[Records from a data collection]
########################################
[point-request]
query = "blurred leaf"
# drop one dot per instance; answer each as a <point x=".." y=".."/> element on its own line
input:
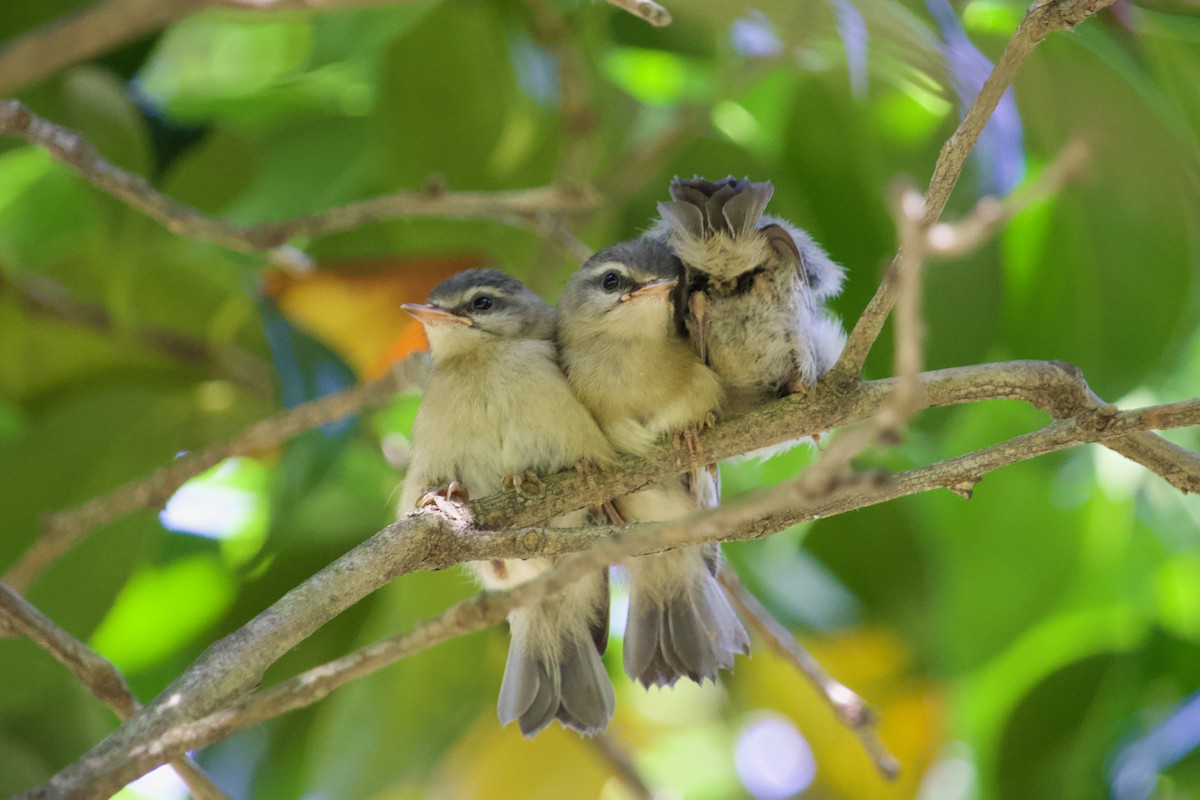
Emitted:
<point x="162" y="608"/>
<point x="393" y="726"/>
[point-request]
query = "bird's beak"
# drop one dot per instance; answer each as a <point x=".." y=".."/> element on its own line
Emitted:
<point x="657" y="288"/>
<point x="433" y="316"/>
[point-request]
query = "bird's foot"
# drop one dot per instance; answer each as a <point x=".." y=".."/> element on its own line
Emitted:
<point x="444" y="498"/>
<point x="689" y="438"/>
<point x="519" y="480"/>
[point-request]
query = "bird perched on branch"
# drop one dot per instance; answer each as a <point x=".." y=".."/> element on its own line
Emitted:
<point x="498" y="410"/>
<point x="629" y="364"/>
<point x="753" y="289"/>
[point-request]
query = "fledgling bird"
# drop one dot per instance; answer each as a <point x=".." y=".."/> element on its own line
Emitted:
<point x="753" y="292"/>
<point x="629" y="364"/>
<point x="498" y="410"/>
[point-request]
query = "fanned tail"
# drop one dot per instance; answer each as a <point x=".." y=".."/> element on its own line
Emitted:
<point x="679" y="625"/>
<point x="553" y="669"/>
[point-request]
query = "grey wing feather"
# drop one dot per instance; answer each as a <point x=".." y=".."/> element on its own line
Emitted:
<point x="821" y="274"/>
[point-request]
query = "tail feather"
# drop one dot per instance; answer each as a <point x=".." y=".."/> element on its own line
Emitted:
<point x="587" y="699"/>
<point x="679" y="623"/>
<point x="553" y="668"/>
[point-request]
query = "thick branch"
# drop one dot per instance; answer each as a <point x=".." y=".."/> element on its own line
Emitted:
<point x="517" y="206"/>
<point x="63" y="530"/>
<point x="108" y="769"/>
<point x="1044" y="17"/>
<point x="95" y="672"/>
<point x="234" y="666"/>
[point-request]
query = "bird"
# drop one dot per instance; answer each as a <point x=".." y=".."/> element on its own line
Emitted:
<point x="753" y="290"/>
<point x="498" y="410"/>
<point x="628" y="361"/>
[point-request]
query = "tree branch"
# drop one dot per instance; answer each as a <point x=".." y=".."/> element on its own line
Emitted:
<point x="64" y="529"/>
<point x="47" y="298"/>
<point x="95" y="672"/>
<point x="647" y="10"/>
<point x="433" y="540"/>
<point x="516" y="206"/>
<point x="1043" y="18"/>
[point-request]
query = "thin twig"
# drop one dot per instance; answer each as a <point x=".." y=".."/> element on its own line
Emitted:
<point x="166" y="729"/>
<point x="96" y="673"/>
<point x="517" y="206"/>
<point x="850" y="709"/>
<point x="1043" y="17"/>
<point x="46" y="298"/>
<point x="647" y="10"/>
<point x="432" y="540"/>
<point x="64" y="529"/>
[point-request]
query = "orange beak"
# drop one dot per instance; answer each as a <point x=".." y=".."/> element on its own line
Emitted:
<point x="657" y="288"/>
<point x="433" y="316"/>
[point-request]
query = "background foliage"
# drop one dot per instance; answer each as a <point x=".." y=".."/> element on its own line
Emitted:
<point x="1041" y="641"/>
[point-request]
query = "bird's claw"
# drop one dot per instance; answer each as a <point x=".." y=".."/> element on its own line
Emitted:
<point x="444" y="497"/>
<point x="521" y="479"/>
<point x="689" y="439"/>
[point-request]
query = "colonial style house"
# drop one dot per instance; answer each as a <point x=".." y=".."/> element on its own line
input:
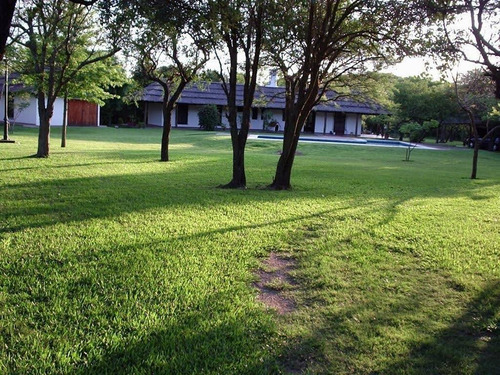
########################################
▸ Task objective
Collect every line in the data above that contains the string "tail". Treat uppercase and lowercase letters as different.

▸ Task output
query = "fanned tail"
query = "tail feather"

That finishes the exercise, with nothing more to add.